• _Task description_
Express the entries as a two-column CSV with the headers text and answer, starting with the line containing "door handle in" and going on through the line containing "pixel 146 228", with one row per entry. Put each entry's text and its answer each in its own quoted field, turning line breaks into spaces.

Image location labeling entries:
______

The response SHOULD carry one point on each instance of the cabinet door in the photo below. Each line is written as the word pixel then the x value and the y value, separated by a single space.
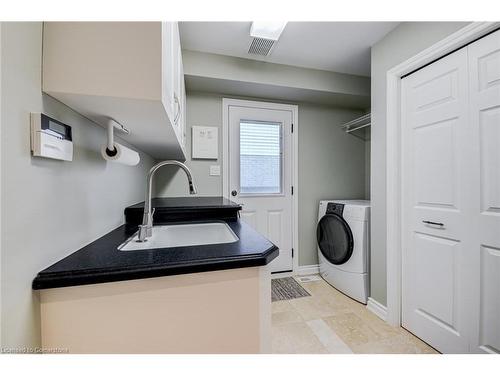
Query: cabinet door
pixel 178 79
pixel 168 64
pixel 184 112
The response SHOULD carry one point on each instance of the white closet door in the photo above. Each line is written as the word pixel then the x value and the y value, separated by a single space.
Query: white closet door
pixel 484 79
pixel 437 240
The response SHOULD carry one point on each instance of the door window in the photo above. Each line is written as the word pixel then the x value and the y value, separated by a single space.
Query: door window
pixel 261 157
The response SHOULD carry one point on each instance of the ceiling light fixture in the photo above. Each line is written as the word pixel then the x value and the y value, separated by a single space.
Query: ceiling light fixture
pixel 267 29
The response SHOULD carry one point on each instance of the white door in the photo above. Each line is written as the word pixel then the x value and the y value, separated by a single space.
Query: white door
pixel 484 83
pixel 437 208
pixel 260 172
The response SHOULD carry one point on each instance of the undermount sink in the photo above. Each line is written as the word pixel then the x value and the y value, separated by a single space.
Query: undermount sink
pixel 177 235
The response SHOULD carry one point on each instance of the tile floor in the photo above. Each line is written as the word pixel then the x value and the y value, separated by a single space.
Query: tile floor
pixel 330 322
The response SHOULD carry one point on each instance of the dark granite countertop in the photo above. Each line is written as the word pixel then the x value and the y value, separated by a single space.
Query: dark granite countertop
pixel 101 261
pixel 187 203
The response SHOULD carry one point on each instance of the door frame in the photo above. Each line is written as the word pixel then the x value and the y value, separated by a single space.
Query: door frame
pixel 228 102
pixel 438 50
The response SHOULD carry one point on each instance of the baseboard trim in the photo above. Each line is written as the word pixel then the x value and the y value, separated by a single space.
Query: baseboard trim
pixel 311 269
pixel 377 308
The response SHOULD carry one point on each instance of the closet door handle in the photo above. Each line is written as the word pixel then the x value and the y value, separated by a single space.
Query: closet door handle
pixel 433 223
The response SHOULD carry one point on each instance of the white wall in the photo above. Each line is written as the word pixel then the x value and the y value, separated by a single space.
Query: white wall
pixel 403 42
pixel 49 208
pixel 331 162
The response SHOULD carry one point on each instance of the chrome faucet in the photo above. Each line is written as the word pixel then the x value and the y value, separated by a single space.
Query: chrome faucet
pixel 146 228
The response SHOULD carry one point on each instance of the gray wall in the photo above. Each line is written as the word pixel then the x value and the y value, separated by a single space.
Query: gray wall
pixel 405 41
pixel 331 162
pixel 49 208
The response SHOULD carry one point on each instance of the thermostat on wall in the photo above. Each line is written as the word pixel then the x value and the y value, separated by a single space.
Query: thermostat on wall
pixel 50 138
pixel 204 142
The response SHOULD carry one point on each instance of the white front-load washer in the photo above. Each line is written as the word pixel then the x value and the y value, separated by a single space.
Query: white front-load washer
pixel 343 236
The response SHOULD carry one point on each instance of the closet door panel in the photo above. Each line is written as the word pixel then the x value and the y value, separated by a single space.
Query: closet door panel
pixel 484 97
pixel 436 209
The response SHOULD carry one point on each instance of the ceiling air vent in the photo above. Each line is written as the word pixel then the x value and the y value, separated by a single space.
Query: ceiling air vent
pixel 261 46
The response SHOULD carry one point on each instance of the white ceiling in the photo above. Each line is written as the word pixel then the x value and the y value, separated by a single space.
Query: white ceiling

______

• _Completed exercise_
text,answer
"The response SHOULD carry one point on each instance of the closet door handle in the photo above. Each line is written as the word pixel then the x value and the y value, separated by a single space. Query: closet door handle","pixel 433 223"
"The response SHOULD carry one point on each instance of the white wall in the photo above. Each line is written as the word pixel then the x value and the y value, separated by a single space. Query: white wall","pixel 403 42 pixel 49 208 pixel 331 162"
"The response SHOULD carry one point on each instance of the chrome faucet in the photo above. Each line is written as the word pixel then the x value and the y value, separated by a single space. Query: chrome faucet","pixel 146 228"